OBJECTIVE:
Can you reproduce the stretch of the data from the line containing "Objective: a point on each instance of the squirrel's eye" through the end of the data, leaving each request unchanged but scaling every coordinate in the answers by 2.1 and rounding to whole numbers, with halves rounded up? Return only that stretch.
####################
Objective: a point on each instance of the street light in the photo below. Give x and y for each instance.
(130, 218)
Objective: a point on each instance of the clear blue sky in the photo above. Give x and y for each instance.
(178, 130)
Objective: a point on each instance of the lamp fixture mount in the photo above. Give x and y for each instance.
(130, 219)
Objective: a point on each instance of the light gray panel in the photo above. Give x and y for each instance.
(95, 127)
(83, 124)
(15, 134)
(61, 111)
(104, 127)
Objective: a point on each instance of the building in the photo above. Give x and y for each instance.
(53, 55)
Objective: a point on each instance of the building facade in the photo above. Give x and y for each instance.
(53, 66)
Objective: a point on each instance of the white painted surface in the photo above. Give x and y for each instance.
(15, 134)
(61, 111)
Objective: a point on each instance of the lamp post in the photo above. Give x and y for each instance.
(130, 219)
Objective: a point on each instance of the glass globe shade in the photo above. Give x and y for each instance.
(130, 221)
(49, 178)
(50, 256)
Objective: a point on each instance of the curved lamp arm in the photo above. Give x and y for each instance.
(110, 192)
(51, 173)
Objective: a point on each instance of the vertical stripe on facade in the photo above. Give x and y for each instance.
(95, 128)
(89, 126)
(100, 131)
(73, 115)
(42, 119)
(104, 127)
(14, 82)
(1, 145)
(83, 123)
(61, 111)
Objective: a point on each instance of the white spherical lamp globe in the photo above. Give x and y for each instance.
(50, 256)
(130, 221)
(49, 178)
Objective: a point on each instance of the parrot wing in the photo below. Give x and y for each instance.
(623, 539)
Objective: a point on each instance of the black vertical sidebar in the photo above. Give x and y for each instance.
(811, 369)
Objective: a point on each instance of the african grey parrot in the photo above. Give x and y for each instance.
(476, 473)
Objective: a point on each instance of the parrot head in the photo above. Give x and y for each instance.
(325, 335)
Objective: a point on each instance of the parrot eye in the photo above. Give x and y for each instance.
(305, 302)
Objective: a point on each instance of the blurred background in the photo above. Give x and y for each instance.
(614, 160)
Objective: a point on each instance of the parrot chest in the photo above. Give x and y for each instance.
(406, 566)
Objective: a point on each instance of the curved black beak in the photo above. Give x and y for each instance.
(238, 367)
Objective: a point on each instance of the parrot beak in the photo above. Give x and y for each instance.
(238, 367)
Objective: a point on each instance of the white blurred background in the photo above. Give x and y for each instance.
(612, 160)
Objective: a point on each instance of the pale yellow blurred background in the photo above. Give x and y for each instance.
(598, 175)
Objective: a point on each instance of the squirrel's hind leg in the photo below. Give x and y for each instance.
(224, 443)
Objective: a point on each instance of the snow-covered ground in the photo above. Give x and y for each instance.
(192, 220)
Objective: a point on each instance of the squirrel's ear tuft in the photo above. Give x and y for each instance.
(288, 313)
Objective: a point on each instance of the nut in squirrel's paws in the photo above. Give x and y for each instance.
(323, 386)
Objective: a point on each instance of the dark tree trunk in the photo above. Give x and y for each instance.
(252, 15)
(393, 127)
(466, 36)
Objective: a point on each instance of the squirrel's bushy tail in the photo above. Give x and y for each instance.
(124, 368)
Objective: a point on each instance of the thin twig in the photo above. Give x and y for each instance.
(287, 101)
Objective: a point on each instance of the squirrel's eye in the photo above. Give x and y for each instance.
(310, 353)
####################
COMPLETED EXERCISE:
Objective: a point on each instance of the squirrel's eye in the photo above. Give x and y for each instance.
(651, 741)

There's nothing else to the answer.